How to complete this task ->
Without leaving out a single line, restate the entries below exactly.

(Stored dataset items)
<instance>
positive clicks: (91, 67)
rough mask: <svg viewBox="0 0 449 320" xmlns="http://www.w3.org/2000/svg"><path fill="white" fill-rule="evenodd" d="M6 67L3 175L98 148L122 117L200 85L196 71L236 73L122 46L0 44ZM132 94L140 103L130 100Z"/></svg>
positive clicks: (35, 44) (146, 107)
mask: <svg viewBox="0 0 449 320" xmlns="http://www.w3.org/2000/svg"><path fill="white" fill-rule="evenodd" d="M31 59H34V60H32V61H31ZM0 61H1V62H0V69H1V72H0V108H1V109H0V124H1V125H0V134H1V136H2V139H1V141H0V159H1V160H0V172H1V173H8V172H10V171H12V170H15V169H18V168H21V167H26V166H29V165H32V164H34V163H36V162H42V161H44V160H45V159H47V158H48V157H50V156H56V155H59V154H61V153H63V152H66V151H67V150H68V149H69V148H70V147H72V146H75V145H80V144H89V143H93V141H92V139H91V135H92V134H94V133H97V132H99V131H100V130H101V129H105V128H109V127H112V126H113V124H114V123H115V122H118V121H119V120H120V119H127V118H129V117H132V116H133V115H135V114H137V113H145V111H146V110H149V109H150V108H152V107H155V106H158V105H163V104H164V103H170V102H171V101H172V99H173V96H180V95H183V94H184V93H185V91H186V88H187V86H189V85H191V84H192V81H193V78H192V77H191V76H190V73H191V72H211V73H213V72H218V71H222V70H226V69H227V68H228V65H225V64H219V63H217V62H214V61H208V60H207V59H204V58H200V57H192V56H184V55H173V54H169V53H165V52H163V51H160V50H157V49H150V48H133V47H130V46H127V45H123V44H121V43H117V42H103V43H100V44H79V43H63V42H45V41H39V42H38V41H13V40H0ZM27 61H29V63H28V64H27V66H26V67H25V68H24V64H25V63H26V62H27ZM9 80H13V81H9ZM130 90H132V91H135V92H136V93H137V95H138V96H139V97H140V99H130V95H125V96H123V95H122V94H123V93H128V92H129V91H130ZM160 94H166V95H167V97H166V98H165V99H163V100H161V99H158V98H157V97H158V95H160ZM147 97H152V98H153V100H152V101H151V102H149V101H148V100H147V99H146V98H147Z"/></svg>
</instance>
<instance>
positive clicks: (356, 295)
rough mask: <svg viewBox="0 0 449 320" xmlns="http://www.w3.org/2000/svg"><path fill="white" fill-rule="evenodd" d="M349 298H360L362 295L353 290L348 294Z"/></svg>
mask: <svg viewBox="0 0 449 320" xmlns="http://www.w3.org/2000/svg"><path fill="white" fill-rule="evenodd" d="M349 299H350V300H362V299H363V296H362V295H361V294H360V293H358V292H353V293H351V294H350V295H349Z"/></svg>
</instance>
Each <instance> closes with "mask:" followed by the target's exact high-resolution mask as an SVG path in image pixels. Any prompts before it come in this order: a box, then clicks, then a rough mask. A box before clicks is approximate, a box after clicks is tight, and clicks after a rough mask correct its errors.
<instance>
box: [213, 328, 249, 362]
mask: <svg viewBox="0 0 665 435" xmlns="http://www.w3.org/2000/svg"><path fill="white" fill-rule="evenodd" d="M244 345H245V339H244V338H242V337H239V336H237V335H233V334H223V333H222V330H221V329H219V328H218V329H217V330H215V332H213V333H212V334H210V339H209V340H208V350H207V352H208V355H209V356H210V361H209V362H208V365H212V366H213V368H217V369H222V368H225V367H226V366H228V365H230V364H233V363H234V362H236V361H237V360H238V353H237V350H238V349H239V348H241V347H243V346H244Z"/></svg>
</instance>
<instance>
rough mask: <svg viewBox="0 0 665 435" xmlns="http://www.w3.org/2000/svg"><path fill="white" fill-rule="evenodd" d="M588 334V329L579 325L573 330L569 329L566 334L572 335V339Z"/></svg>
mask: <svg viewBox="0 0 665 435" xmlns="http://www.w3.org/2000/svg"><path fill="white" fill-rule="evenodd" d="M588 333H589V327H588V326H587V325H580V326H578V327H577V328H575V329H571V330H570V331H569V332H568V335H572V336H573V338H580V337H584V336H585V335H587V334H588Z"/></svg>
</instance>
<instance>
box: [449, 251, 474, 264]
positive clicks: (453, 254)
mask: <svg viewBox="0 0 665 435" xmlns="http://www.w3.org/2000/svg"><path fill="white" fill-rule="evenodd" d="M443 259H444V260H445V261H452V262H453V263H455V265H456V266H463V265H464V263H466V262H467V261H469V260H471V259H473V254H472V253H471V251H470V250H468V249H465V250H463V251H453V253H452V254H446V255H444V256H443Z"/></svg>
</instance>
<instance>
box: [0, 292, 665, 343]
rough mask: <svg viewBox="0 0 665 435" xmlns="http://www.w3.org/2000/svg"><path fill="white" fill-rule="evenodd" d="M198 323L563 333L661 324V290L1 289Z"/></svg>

Expected output ->
<instance>
positive clicks: (91, 67)
rough mask: <svg viewBox="0 0 449 320" xmlns="http://www.w3.org/2000/svg"><path fill="white" fill-rule="evenodd" d="M6 67L3 175L98 148L122 117L200 85L196 71L236 73L122 46L0 44ZM132 94L140 103L130 100Z"/></svg>
positive clicks: (35, 44) (146, 107)
mask: <svg viewBox="0 0 449 320" xmlns="http://www.w3.org/2000/svg"><path fill="white" fill-rule="evenodd" d="M31 59H34V60H32V61H31ZM0 61H1V62H0V69H1V72H0V108H1V109H0V124H1V125H0V134H1V136H2V139H1V141H0V159H1V160H0V172H1V173H8V172H10V171H12V170H15V169H18V168H21V167H26V166H29V165H32V164H34V163H36V162H42V161H44V160H45V159H47V158H48V157H50V156H56V155H59V154H61V153H63V152H66V151H67V150H68V149H69V148H70V147H72V146H75V145H80V144H89V143H93V141H92V139H91V135H92V134H94V133H97V132H99V131H100V130H101V129H105V128H109V127H112V126H113V124H114V123H115V122H118V121H119V120H120V119H127V118H129V117H132V116H133V115H135V114H137V113H145V111H146V110H149V109H150V108H152V107H155V106H158V105H163V104H164V103H170V102H171V101H172V99H173V96H180V95H183V94H184V93H185V91H186V88H187V86H189V85H191V84H192V81H193V78H192V77H191V76H190V73H191V72H211V73H213V72H218V71H222V70H226V69H227V68H228V65H225V64H219V63H217V62H214V61H208V60H207V59H204V58H200V57H192V56H184V55H173V54H169V53H165V52H163V51H160V50H157V49H150V48H133V47H130V46H127V45H123V44H121V43H117V42H103V43H100V44H79V43H63V42H45V41H39V42H38V41H13V40H0ZM27 61H29V63H28V64H27V66H26V67H25V68H24V64H25V63H26V62H27ZM9 80H13V81H9ZM130 90H132V91H135V92H136V93H137V95H138V96H139V97H140V99H130V95H125V96H123V95H122V94H123V93H128V92H129V91H130ZM160 94H166V95H167V97H166V98H165V99H163V100H161V99H158V98H157V97H158V95H160ZM147 97H152V98H153V100H152V101H151V102H149V101H148V100H147V99H146V98H147Z"/></svg>
</instance>
<instance>
positive clicks: (356, 295)
rough mask: <svg viewBox="0 0 449 320" xmlns="http://www.w3.org/2000/svg"><path fill="white" fill-rule="evenodd" d="M349 298H360L362 295L353 290L348 294Z"/></svg>
mask: <svg viewBox="0 0 449 320" xmlns="http://www.w3.org/2000/svg"><path fill="white" fill-rule="evenodd" d="M349 299H350V300H362V299H363V296H362V295H361V294H360V293H358V292H353V293H351V294H350V295H349Z"/></svg>
</instance>
Each <instance> closes with "mask:" followed by the target's exact high-resolution mask as an SVG path in image pixels. Any prompts before it come in this order: a box, then clicks, then a rough mask. A box before clicks is approximate, a box after clicks is tight, and clicks after a rough mask correct its errors.
<instance>
box: [213, 328, 249, 362]
mask: <svg viewBox="0 0 665 435" xmlns="http://www.w3.org/2000/svg"><path fill="white" fill-rule="evenodd" d="M244 345H245V339H244V338H242V337H239V336H237V335H233V334H223V333H222V330H221V329H219V328H218V329H217V330H215V332H213V333H212V334H210V339H209V340H208V350H207V352H208V355H209V356H210V361H209V362H208V365H212V366H213V368H217V369H222V368H225V367H226V366H228V365H230V364H233V363H234V362H236V361H237V360H238V353H237V350H238V349H239V348H241V347H243V346H244Z"/></svg>
</instance>
<instance>
rough mask: <svg viewBox="0 0 665 435" xmlns="http://www.w3.org/2000/svg"><path fill="white" fill-rule="evenodd" d="M588 334V329L579 325L573 330L569 329L566 334L572 335V339Z"/></svg>
mask: <svg viewBox="0 0 665 435" xmlns="http://www.w3.org/2000/svg"><path fill="white" fill-rule="evenodd" d="M588 333H589V327H588V326H587V325H580V326H578V327H577V328H575V329H571V330H570V331H569V332H568V335H572V336H573V338H580V337H584V336H585V335H587V334H588Z"/></svg>
</instance>
<instance>
box: [449, 251, 474, 264]
positive clicks: (453, 254)
mask: <svg viewBox="0 0 665 435" xmlns="http://www.w3.org/2000/svg"><path fill="white" fill-rule="evenodd" d="M443 259H444V260H445V261H452V262H453V263H455V265H456V266H463V265H464V263H466V262H467V261H469V260H471V259H473V254H472V253H471V251H470V250H468V249H465V250H463V251H453V253H452V254H446V255H444V256H443Z"/></svg>
</instance>
<instance>
box: [0, 292, 665, 343]
rough mask: <svg viewBox="0 0 665 435" xmlns="http://www.w3.org/2000/svg"><path fill="white" fill-rule="evenodd" d="M198 323L563 333L661 324V290L1 289Z"/></svg>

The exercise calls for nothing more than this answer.